• [Task instructions]
Transcribe word for word the lines spanning the line with "target = person wearing hat" through the end of the records.

• [Data records]
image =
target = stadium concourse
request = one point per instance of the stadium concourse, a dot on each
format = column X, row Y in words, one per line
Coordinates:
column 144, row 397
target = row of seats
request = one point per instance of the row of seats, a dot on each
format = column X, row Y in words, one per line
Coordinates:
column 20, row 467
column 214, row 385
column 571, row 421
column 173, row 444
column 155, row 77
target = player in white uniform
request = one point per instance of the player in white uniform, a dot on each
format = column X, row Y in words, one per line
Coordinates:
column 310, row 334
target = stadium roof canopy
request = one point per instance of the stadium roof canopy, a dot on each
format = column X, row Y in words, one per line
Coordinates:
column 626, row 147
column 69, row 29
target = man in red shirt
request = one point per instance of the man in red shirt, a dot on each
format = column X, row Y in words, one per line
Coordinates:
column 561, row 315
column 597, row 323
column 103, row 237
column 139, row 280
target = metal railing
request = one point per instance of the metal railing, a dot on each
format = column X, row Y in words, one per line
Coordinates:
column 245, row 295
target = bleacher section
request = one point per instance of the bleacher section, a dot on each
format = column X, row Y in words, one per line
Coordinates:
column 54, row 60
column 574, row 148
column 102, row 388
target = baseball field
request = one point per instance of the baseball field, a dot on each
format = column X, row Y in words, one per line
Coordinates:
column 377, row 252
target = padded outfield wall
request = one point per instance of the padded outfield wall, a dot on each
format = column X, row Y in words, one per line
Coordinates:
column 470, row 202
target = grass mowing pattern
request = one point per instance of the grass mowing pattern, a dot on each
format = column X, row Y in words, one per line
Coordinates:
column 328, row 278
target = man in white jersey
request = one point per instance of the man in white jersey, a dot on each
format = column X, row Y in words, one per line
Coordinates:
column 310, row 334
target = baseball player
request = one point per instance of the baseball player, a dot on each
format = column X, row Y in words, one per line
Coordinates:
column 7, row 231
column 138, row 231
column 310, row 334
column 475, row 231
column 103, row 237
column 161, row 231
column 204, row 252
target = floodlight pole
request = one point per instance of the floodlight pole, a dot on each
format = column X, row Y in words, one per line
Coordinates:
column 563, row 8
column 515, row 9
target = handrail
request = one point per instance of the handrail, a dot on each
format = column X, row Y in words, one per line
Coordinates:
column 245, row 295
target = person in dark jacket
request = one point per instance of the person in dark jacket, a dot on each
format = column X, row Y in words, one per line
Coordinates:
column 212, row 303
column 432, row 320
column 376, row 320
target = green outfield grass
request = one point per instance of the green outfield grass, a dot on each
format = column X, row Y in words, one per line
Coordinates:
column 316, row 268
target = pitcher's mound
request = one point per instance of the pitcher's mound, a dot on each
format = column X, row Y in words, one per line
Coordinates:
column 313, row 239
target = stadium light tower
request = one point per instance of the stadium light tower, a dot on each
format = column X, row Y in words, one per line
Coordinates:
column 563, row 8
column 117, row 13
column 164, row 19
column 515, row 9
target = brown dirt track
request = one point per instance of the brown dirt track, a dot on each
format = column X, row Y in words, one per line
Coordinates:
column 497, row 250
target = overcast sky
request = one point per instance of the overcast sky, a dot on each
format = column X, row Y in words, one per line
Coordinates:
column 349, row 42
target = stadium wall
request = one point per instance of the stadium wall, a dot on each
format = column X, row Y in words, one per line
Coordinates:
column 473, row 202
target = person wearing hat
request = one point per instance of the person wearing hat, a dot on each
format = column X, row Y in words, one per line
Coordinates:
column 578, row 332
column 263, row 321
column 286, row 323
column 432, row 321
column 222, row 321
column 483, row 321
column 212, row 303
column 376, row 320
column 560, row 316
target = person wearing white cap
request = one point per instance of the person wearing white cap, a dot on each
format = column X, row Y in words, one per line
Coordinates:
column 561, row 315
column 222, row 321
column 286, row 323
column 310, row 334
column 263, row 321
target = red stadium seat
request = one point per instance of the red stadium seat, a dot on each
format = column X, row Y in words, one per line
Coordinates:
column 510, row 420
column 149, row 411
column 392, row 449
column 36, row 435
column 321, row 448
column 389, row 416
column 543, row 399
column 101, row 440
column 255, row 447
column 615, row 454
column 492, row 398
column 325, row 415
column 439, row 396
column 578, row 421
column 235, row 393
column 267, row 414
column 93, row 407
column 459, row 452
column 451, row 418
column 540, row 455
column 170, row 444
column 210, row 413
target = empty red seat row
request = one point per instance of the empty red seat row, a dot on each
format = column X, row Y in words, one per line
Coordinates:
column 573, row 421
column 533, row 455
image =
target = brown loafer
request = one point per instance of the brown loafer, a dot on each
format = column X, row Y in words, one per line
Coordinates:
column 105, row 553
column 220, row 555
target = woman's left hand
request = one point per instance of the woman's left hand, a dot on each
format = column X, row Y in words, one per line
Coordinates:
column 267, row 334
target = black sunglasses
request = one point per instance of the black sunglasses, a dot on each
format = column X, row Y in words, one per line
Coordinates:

• [Solution for this problem]
target = person wearing hat
request = one point per instance of the person wearing hat, a dot on each
format = column X, row Y in words, one per line
Coordinates:
column 578, row 332
column 263, row 321
column 286, row 323
column 432, row 321
column 222, row 321
column 483, row 321
column 212, row 303
column 376, row 320
column 560, row 316
target = person wearing white cap
request = one point per instance of the person wearing white cap, a dot on each
format = column X, row Y in words, one per line
Coordinates:
column 561, row 315
column 222, row 321
column 286, row 323
column 310, row 334
column 263, row 321
target = red stadium seat
request = one point per instance of the red stadium seat, a dot on each
format = column X, row Y in words, one per line
Coordinates:
column 510, row 420
column 149, row 411
column 392, row 449
column 36, row 435
column 321, row 448
column 389, row 416
column 543, row 399
column 101, row 440
column 255, row 447
column 615, row 454
column 492, row 398
column 325, row 415
column 439, row 396
column 578, row 421
column 235, row 393
column 267, row 414
column 93, row 407
column 459, row 452
column 451, row 418
column 540, row 455
column 170, row 444
column 210, row 413
target = empty red seat row
request = one point per instance of the empty red seat row, a dot on each
format = column X, row Y in words, one per line
Coordinates:
column 573, row 421
column 533, row 455
image =
target = brown loafer
request = one point per instance of the brown loafer, a dot on each
format = column X, row Y in words, one per line
Coordinates:
column 105, row 553
column 220, row 555
target = woman's left hand
request = one point per instance of the woman's left hand, a dot on each
format = column X, row Y in words, one per line
Coordinates:
column 267, row 334
target = black sunglasses
request = one point per instance of the black sunglasses, a dot on each
format = column X, row Y in words, one per line
Coordinates:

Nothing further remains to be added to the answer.